What you will do:
1) Could you write out, word for word, the part of the interview that opens with "A: In the Lowell" and closes with "use, or not?"?
2) Answer these questions from the interview:
(a) How old was the person answering when they had their first breakdown?
(b) Besides poetry and writing, in which fields did the Lowell family show a lot of capability?
(c) Which family member did the person answering speak with at great length?

Excerpted text:

A: I was attracted to both his poetry and to him as a person of remarkable courage. When I was 17, I had had my first breakdown, and one of my English teachers gave me a couple of his books. I found them fantastic.
Q: He was an unusual man — highly creative, suffering from manic depression but with incredible ambition, a Puritan work ethic and an ability to endure suffering. Is that combination unique?
A: I think it’s very unusual for anybody. He started with an extraordinary mind. He had enormous discipline that allowed him to channel his energy, both pathological and normal. I think he took suffering and turned it into something that was powerful to other people as well as himself. He had a way of coming back to life after enduring a great deal of pain.
Q: You’ve studied manic depression and creativity and have found that both are heritable traits — you write that in both intelligence and creativity, “the genetic contributions are estimated to be at least 50 percent.”
A: In the Lowell family, there was a lot of creativity. The Lowells had poets and writers … and a lot of capability in business, mathematics, astronomy.
The research was both pleasure and privilege … you take one person and you see all these links to the history of psychiatry, the history of mania, seeing how people struggled with what to do in a humane away but were not able to curtail it.
Q: His family authorized you to review his medical records. What was their motivation? What did you decide to use, or not?
A: I spoke with his daughter at great length. I had not been planning to speak with her or ask for the medical records — I was not writing a biography, and I thought the Lowells had already been invaded quite a bit.

Supplied entries:
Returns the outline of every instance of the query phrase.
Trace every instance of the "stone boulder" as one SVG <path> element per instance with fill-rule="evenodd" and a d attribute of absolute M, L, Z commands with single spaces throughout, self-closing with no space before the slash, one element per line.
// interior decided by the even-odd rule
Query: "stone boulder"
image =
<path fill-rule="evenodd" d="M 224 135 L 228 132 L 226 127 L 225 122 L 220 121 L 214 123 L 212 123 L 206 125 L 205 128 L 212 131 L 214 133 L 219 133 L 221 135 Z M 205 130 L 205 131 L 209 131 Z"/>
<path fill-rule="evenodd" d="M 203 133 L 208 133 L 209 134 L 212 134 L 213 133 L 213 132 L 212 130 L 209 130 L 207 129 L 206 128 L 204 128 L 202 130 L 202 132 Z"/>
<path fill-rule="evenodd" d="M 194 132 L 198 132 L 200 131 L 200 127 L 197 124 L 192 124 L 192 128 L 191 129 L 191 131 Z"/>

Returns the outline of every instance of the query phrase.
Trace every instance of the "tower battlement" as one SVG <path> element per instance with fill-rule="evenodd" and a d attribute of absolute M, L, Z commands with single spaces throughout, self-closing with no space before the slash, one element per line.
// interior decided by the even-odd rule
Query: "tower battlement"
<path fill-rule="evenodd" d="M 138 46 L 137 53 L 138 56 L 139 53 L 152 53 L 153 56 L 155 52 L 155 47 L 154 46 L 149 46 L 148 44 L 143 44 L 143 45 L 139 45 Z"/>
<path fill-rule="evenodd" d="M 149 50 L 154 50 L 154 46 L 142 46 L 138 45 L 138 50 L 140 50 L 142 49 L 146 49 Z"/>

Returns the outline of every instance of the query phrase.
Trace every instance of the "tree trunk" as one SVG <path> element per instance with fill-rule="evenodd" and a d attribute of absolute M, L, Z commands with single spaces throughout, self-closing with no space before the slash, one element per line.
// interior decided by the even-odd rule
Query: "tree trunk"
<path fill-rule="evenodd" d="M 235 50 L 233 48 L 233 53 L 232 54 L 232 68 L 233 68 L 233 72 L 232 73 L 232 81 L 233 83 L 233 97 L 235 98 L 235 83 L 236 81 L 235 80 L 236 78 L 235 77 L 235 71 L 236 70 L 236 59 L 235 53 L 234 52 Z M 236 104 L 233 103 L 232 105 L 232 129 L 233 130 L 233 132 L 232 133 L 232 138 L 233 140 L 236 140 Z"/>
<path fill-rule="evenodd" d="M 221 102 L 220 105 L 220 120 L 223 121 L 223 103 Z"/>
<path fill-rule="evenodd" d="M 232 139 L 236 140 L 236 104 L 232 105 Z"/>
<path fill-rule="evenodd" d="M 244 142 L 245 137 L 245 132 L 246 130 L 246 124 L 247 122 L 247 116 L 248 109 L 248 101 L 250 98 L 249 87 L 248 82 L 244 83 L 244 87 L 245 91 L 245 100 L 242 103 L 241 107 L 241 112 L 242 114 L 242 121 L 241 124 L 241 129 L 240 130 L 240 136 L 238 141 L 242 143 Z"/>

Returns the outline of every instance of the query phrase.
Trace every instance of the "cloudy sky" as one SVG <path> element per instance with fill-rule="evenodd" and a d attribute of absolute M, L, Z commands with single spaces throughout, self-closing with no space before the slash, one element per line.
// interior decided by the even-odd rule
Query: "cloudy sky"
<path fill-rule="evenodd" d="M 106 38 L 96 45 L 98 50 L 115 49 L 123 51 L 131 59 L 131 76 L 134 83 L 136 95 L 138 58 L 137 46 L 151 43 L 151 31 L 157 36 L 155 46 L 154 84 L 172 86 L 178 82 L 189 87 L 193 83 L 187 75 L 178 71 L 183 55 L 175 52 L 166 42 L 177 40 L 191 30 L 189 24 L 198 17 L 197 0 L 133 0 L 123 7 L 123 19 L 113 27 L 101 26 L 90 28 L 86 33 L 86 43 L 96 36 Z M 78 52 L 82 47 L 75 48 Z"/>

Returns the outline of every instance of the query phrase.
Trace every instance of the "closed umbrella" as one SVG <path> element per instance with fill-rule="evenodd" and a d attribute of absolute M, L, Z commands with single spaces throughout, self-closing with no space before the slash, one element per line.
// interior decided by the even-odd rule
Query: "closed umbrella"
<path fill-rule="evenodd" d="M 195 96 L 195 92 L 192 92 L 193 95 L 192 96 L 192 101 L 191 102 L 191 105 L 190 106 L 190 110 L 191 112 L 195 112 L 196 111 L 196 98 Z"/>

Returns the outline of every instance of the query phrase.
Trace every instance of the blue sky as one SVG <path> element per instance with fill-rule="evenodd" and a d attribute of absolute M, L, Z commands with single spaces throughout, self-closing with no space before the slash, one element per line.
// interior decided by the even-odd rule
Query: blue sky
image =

Results:
1)
A: In the Lowell family, there was a lot of creativity. The Lowells had poets and writers … and a lot of capability in business, mathematics, astronomy.
The research was both pleasure and privilege … you take one person and you see all these links to the history of psychiatry, the history of mania, seeing how people struggled with what to do in a humane away but were not able to curtail it.
Q: His family authorized you to review his medical records. What was their motivation? What did you decide to use, or not?

2)
(a) 17
(b) Business, mathematics and astronomy
(c) His daughter